#### [YOUR OBJECTIVE]
Exactly reproduce the line containing "written as (316,122)." together with every line after it, through the end of the entries, and give nothing more.

#### [MATERIAL FOR THE TASK]
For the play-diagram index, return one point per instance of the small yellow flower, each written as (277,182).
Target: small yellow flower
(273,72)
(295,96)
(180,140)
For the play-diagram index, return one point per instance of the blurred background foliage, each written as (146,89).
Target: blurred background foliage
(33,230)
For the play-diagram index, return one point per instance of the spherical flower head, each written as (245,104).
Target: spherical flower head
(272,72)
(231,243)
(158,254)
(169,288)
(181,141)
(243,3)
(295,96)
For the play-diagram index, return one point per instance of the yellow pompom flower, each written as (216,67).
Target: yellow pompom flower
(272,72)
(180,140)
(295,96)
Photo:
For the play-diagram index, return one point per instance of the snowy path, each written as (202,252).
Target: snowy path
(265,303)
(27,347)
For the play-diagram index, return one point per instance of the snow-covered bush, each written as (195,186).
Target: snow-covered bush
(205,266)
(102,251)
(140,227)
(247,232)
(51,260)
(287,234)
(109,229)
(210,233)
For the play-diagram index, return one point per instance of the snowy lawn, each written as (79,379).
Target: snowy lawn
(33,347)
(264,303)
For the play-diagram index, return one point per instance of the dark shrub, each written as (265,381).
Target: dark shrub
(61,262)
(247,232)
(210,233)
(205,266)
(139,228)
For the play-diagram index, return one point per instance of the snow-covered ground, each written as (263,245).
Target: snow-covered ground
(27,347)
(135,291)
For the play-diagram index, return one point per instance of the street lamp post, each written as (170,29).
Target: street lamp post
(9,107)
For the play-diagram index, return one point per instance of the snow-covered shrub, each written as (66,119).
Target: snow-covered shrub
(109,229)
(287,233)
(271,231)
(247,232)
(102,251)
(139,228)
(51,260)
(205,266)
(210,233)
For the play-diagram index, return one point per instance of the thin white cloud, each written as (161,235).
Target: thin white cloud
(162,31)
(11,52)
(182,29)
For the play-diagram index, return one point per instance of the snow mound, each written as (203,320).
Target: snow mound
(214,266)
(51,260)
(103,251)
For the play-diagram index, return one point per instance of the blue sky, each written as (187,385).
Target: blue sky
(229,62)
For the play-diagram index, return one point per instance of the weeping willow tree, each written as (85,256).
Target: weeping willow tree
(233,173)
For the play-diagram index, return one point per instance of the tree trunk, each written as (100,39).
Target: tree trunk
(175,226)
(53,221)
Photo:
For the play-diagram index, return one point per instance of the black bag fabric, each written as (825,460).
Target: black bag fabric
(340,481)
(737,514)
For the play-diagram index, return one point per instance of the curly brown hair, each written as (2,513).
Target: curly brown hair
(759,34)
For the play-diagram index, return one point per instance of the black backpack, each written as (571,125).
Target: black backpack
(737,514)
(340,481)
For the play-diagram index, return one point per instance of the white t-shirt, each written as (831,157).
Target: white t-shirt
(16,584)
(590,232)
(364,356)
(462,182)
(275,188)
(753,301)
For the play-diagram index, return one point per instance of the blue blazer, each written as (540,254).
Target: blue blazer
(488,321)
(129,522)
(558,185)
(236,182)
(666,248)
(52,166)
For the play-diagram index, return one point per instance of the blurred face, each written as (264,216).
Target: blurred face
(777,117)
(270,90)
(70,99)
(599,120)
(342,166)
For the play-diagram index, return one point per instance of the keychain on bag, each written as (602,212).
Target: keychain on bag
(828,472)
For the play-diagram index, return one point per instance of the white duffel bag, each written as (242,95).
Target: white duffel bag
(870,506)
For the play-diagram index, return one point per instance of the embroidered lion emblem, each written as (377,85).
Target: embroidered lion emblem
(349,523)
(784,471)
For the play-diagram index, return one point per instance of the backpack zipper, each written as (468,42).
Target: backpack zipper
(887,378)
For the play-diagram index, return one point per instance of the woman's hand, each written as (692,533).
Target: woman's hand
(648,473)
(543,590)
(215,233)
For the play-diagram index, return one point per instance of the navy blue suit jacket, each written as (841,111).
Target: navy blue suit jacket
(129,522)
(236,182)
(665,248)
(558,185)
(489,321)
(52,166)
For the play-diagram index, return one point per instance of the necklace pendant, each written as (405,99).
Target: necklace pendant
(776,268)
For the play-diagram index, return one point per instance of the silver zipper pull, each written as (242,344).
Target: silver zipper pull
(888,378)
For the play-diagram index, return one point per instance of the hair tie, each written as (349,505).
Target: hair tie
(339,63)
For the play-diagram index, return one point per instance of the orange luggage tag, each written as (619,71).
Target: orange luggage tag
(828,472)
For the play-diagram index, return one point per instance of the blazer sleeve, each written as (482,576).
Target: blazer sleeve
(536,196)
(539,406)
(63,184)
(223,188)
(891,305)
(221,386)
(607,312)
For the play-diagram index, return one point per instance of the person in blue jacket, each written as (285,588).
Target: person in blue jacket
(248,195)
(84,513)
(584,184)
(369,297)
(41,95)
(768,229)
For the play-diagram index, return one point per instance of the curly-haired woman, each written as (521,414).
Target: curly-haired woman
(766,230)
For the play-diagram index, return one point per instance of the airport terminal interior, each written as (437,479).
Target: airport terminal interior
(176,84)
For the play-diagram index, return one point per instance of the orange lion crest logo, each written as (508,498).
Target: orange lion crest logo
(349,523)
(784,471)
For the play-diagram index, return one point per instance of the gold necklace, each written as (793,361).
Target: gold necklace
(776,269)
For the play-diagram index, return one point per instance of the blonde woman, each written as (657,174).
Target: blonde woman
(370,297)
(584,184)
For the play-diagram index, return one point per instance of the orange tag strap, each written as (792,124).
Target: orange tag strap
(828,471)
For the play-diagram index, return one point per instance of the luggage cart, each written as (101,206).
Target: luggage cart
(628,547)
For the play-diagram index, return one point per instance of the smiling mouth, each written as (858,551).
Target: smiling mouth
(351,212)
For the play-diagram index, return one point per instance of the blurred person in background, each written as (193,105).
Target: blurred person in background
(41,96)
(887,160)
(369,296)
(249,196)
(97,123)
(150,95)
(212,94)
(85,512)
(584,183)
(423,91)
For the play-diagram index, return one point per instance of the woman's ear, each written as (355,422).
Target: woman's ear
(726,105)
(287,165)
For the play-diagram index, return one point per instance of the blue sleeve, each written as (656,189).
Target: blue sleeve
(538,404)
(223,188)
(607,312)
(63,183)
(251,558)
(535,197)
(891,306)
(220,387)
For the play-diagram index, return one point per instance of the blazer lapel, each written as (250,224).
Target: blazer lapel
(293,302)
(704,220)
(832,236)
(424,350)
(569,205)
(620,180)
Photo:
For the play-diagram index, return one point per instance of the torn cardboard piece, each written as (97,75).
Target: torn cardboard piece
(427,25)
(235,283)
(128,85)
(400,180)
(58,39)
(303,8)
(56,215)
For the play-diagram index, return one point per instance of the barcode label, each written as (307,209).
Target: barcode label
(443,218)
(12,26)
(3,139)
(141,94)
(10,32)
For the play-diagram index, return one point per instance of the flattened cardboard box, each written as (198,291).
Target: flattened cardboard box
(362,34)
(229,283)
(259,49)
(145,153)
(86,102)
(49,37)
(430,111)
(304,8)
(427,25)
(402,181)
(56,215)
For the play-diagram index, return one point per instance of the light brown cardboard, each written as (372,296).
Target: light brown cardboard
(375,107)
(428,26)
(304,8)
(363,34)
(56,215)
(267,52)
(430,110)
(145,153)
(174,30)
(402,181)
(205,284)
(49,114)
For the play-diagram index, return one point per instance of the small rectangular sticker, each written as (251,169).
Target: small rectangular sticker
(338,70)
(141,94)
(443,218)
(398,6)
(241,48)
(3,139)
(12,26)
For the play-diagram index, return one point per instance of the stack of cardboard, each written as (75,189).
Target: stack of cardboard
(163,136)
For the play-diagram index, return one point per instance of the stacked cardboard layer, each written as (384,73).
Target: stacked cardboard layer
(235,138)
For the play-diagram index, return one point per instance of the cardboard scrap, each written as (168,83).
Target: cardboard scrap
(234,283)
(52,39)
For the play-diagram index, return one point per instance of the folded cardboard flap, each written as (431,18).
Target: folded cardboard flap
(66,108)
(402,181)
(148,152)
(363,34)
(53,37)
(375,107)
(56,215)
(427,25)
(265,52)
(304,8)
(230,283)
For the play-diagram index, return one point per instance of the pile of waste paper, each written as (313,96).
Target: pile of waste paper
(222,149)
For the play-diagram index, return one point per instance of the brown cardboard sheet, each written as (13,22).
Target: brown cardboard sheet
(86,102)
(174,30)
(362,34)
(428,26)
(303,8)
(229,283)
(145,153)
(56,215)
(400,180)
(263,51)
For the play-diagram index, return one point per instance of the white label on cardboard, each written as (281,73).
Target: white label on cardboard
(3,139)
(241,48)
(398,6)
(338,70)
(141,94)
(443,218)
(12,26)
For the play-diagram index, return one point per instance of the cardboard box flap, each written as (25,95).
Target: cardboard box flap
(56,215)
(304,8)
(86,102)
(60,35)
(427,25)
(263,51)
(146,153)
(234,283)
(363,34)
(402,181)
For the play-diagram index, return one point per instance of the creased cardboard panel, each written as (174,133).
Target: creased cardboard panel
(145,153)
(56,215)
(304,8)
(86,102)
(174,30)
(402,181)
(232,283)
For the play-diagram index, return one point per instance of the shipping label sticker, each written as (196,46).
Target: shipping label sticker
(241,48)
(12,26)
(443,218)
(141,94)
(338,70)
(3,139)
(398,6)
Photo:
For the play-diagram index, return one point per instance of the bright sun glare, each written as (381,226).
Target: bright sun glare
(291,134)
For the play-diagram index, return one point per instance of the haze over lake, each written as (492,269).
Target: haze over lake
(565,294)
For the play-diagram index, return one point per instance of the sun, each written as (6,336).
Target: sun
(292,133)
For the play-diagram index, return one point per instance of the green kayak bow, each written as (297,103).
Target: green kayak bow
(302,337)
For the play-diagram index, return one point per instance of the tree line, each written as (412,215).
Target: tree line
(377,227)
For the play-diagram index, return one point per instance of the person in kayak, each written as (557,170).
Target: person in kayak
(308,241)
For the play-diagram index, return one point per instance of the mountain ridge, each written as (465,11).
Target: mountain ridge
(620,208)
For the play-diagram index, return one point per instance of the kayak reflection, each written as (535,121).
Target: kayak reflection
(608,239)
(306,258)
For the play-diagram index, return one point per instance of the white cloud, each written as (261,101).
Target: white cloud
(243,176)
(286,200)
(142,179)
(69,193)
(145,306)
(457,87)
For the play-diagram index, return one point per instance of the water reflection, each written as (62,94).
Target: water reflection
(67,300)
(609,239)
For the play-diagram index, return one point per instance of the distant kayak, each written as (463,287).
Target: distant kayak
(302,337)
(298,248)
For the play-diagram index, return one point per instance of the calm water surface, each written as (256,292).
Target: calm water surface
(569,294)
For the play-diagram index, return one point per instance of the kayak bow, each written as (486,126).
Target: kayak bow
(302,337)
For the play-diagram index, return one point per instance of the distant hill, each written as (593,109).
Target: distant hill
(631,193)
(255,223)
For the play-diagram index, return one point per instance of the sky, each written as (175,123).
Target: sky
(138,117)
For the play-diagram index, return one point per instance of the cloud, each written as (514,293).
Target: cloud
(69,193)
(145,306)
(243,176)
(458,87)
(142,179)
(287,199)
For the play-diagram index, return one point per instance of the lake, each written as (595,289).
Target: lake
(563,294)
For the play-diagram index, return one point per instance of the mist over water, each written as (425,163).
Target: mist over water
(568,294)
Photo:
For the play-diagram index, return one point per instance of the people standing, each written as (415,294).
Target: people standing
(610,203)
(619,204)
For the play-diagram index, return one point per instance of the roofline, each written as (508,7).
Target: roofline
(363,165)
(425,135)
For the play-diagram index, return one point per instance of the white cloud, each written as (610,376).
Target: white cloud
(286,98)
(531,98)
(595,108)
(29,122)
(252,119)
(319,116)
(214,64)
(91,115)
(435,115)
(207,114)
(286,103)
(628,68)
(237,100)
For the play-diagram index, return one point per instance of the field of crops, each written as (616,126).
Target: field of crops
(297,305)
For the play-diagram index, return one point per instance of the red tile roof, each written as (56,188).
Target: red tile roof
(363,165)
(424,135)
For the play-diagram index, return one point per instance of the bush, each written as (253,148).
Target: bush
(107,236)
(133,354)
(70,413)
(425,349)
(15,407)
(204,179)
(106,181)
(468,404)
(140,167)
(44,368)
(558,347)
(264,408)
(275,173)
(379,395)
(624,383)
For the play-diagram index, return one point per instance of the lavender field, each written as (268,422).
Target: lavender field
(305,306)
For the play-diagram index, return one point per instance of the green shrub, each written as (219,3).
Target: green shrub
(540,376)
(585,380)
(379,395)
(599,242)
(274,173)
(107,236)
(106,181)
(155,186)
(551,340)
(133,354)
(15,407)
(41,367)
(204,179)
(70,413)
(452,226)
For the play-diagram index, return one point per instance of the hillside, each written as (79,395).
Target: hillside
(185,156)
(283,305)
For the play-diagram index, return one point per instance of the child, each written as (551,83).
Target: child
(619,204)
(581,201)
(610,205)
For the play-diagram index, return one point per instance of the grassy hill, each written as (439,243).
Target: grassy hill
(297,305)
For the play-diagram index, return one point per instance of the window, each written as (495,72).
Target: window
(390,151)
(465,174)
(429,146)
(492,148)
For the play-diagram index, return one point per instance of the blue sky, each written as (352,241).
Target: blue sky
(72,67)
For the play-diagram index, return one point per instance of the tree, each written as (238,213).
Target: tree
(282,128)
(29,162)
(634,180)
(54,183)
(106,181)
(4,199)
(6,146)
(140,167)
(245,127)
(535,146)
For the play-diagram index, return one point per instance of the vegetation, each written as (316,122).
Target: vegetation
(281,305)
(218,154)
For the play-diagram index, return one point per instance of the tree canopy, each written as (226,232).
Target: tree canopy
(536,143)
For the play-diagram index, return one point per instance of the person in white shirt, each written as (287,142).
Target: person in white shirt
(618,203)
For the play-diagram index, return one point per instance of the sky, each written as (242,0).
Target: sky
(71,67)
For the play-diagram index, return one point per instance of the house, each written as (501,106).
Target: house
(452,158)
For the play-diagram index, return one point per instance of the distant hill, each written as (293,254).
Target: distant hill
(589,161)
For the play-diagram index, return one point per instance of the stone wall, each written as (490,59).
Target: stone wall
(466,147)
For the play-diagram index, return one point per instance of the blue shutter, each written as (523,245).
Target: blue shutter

#### [RESPONSE]
For the play-diagram index, return one point per instance of the vegetation, each written as (316,122).
Target: vegetation
(281,305)
(218,154)
For the play-diagram index, return one point per instance of the tree canopy, each written as (226,232).
Target: tree canopy
(536,143)
For the play-diagram index, return one point per instance of the person in white shirt, each written as (287,142).
Target: person in white shirt
(618,203)
For the play-diagram index, return one point per instance of the sky, each written as (242,0).
Target: sky
(71,67)
For the play-diagram index, return one point per instance of the house, each written as (501,106).
Target: house
(452,158)
For the play-diagram index, return one point per instance of the distant hill, each written as (293,254).
Target: distant hill
(589,161)
For the play-diagram index, return one point per instance of the stone wall, each written as (490,59).
Target: stone wall
(466,147)
For the play-diagram index, return one point per instance of the blue shutter, each written as (523,245).
Target: blue shutter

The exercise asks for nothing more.